→ **Extrait**
================
Présenté dans le cadre de la rétrospective Mémoires de l'Opéra de Lyon à côté d'Elektra dans la régie de Ruth Berghaus (1) et du Couronnement de Poppée dans celle de Klaus Michael Grüber, le Tristan et Isolde mis en scène par Heiner Müller avait été monté pour le festival de Bayreuth où il a été donné de 1993 à 1999. Cela restera l'unique mise en scène d'opéra du poète et homme de théâtre allemand décédé en 1995. Elle est reprise à l'occasion du festival lyonnais par son collaborateur de l'époque, Stephan Suschke.
 
Less is more ou plutôt en l'occurrence weniger ist mehr car avec Tristan et Isolde, plus que pour tout autre opéra, la question est toujours de savoir quoi faire de ces quatre heures d'opéra où il ne se passe en fait pas grand chose, qu'un long rite (Peter Sellars, si tu nous lis), le cérémonial d'un accomplissement. Heiner Müller a choisi de le célébrer dans un dépouillement proche de l’abstraction, lent mais intense rituel d’une reconnaissance et de l’absolu amoureux. Un vaste cube en est le cadre unique, paré et illuminé différemment à chaque acte, espace délimité et concentré sur les seuls protagonistes plutôt qu’ouvert sur des espaces de légendes et où n’apparaissent ni marins ni soldats, le chœur restant dans la coulisse. Le navire, la forêt et la dernière retraite de Tristan et Isolde ne sont peut-être qu'autant d’artefacts des étapes de leur voyage intérieur.

© Stofleth

L’épure totale du premier acte, l’espace nu admirablement rythmé par les lumières imaginées par Manfred Voss, la direction d’acteurs quasi chorégraphiée et millimétrée et la sobriété des tuniques dessinées par Yohji Yamamoto dégagent une force quasi liturgique captivante avec un petit air de famille wilsonien. La sobriété monacale ne se fait pas au prix d'une glaciation hivernale, et le deuxième acte sait d'ailleurs se faire plus émotionnel et jubilatoire sans perdre en puissance visuelle. La forêt n’y est pas d’arbres mais d’armures, armée des fantômes du propre monde des amants guerriers. Tristan et Isolde s’y cherchent et s’y trouvent dans un jeu de tâtonnements à travers les cloisons invisibles de l’interdit et dans un ballet de va-et-vient aussi solennellement processionnel qu’il suggère le charnel dans cet acte d’extase nuptiale qui nous est servi sur un plateau. Remarquables de bout en bout par leur efficacité dramaturgique, les éclairages livrent là en particulier un très beau discours sur la nuit protectrice et la lumière ennemie ; émouvant travail d’ombres et pénombres, d’obscurité blessée par l’aveuglante apparition adverse du roi Marke. Las, le souffle poétique s'épuise au troisième acte. Trop de visions de désolations post-nucléaires ont peut être lassé notre œil, ou plutôt fait la démonstration qu'entre la force du dépouillement intemporel et la neutralité prosaïque passe-partout il y a plus qu'un entracte. La magie en prend un coup malgré le grand secours des lumières dorées comme une assomption, et l'on entend ses voisins regretter que, non, finalement on n'a pas pleuré.
================
→ **Enregistrements présentés**
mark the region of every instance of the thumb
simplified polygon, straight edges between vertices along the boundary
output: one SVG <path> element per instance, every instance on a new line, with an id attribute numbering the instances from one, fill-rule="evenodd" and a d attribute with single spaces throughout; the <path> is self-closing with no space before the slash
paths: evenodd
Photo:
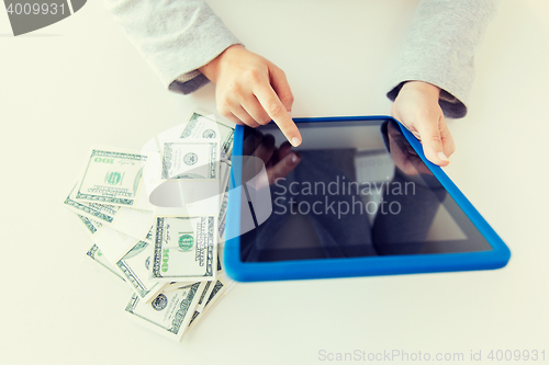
================
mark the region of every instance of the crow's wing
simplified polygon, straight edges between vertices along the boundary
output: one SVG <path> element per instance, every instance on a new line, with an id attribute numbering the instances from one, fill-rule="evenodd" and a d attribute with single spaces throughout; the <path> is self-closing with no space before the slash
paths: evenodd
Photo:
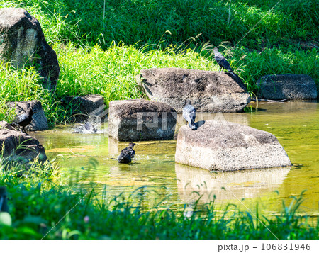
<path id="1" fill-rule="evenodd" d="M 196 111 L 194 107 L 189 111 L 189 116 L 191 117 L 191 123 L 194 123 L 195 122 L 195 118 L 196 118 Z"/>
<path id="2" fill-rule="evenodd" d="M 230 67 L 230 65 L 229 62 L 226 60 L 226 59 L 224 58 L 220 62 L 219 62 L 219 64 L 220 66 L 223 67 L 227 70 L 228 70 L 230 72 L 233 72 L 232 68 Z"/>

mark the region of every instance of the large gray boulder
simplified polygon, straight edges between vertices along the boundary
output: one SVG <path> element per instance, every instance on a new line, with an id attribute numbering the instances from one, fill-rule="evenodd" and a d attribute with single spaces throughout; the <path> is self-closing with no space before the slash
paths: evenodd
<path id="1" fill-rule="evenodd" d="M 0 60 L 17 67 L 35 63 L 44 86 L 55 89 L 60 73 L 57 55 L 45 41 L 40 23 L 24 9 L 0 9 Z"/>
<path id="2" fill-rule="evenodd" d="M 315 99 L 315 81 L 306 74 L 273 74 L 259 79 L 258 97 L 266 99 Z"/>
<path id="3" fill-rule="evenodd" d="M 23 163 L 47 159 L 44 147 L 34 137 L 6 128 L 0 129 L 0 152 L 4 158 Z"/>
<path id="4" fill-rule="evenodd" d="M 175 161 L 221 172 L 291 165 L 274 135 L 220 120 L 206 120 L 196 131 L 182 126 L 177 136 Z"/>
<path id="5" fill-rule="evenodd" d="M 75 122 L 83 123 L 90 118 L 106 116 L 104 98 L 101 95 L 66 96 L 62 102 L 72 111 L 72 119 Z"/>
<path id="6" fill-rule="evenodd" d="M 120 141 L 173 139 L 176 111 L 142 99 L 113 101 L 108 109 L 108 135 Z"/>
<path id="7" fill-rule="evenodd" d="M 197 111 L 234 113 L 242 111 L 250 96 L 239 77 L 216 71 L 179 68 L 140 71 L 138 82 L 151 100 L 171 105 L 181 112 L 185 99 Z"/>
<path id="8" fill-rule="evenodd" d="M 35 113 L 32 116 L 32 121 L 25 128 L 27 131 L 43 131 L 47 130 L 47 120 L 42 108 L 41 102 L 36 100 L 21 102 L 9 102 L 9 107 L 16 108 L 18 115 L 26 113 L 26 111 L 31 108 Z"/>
================
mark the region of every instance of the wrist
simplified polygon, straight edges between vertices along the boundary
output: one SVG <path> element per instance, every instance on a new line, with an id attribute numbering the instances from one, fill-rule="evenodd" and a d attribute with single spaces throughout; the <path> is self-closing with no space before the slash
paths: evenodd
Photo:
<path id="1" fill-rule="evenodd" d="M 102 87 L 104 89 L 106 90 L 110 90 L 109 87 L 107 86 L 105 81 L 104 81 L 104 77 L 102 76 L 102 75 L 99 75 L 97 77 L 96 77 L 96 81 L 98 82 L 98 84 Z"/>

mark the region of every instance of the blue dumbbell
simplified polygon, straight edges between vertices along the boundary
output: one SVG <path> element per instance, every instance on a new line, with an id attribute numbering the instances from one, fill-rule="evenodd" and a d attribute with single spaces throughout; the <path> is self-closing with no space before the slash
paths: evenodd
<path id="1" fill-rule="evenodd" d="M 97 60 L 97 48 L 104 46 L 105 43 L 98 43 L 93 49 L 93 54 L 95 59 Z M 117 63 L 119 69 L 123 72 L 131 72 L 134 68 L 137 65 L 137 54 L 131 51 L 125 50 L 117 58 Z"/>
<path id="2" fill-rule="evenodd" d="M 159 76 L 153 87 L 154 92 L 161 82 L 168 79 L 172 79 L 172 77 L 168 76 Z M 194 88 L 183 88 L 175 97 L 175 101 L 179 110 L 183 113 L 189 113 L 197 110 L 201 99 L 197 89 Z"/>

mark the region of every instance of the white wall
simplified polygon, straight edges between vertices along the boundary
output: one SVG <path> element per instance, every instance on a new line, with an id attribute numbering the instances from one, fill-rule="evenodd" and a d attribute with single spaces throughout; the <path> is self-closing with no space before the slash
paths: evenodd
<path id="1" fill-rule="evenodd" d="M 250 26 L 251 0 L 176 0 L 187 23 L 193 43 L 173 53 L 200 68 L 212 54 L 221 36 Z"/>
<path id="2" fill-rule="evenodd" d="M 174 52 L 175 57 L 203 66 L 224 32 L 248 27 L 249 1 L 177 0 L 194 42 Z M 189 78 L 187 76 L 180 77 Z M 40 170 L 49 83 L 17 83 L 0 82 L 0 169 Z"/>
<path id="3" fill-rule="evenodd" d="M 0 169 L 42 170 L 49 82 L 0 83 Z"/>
================
→ **Consigne A**
Répondez aux questions suivantes sur l'extrait :
(i) Pendant quelles années la mise en scène de Heiner Müller a-t-elle été donnée au festival de Bayreuth ?
(ii) Où reste le chœur dans cette mise en scène ?
(iii) Qui a dessiné les tuniques ?
→ **Consigne B**
Citez le passage de l'extrait qui va de "Présenté dans le" jusqu'à "l'époque, Stephan Suschke.".

→ **Réponse A**
(i) De 1993 à 1999.
(ii) Dans la coulisse.
(iii) Yohji Yamamoto.

→ **Réponse B**
Présenté dans le cadre de la rétrospective Mémoires de l'Opéra de Lyon à côté d'Elektra dans la régie de Ruth Berghaus (1) et du Couronnement de Poppée dans celle de Klaus Michael Grüber, le Tristan et Isolde mis en scène par Heiner Müller avait été monté pour le festival de Bayreuth où il a été donné de 1993 à 1999. Cela restera l'unique mise en scène d'opéra du poète et homme de théâtre allemand décédé en 1995. Elle est reprise à l'occasion du festival lyonnais par son collaborateur de l'époque, Stephan Suschke.